Labeling and segmentation entries:
(begin)
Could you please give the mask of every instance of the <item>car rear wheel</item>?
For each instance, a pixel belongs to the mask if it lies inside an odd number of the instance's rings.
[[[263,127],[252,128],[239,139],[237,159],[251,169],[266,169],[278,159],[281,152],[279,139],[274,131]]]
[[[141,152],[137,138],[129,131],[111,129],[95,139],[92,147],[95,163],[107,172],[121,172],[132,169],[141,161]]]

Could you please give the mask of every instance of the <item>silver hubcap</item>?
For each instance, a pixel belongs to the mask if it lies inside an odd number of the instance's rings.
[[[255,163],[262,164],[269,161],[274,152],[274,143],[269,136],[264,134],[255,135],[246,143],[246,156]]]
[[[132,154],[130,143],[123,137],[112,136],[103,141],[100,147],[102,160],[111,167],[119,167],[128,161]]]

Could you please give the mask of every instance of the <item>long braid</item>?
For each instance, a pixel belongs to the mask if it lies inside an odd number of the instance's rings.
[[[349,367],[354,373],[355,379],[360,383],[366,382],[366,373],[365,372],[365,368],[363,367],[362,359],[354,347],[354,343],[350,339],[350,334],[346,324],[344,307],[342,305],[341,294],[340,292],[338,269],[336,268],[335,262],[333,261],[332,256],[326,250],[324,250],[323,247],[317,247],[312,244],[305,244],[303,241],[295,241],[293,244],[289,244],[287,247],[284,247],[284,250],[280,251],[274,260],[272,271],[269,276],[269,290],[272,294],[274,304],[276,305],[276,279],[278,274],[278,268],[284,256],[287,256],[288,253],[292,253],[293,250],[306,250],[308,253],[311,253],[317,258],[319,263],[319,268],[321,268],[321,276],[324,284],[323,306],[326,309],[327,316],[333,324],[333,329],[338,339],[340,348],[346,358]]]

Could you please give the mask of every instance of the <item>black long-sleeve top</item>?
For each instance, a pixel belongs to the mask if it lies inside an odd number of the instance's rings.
(end)
Work to do: Copy every line of the entries above character for character, keeping the line breaks unchanged.

The solution:
Could you please give the mask of every instance of the <item>car rear wheel</item>?
For each instance, a pixel belongs to the mask if it lies inside an odd number of the instance's rings.
[[[263,127],[252,128],[239,139],[237,159],[251,169],[266,169],[278,159],[281,152],[279,139],[274,131]]]
[[[141,152],[137,138],[129,131],[111,129],[95,139],[92,147],[95,163],[107,172],[121,172],[132,169],[141,161]]]

Could you please give the mask of every instance of the <item>silver hubcap</item>?
For each instance, a pixel belongs to the mask if it lies inside an odd number of the instance's rings.
[[[255,163],[262,164],[269,161],[274,152],[274,143],[269,136],[264,134],[255,135],[246,143],[246,156]]]
[[[132,154],[130,143],[123,137],[112,136],[103,141],[100,147],[102,160],[111,167],[119,167],[128,161]]]

Could you please give the mask of every instance of the <item>long braid</item>?
For each instance, a pixel belongs to the mask if it lies inside an odd number of the instance's rings.
[[[349,367],[354,373],[355,379],[360,383],[366,382],[366,373],[365,372],[365,368],[363,367],[362,359],[354,347],[354,343],[350,339],[350,334],[346,324],[344,307],[342,305],[341,294],[340,292],[338,269],[336,268],[335,262],[333,261],[332,256],[326,250],[324,250],[323,247],[317,247],[312,244],[305,244],[303,241],[295,241],[293,244],[289,244],[287,247],[284,247],[284,250],[280,251],[274,260],[272,271],[269,276],[269,290],[272,294],[274,304],[276,305],[276,279],[278,274],[278,268],[284,256],[287,256],[288,253],[292,253],[293,250],[306,250],[308,253],[311,253],[317,258],[319,263],[319,268],[321,268],[321,276],[324,284],[323,306],[326,309],[327,316],[333,324],[333,329],[338,339],[340,348],[346,358]]]

Could you please give the mask of every instance of the <item>black long-sleeve top</item>?
For each instance, a pixel belongs to the mask if it lies inside an odd number of the instance's rings.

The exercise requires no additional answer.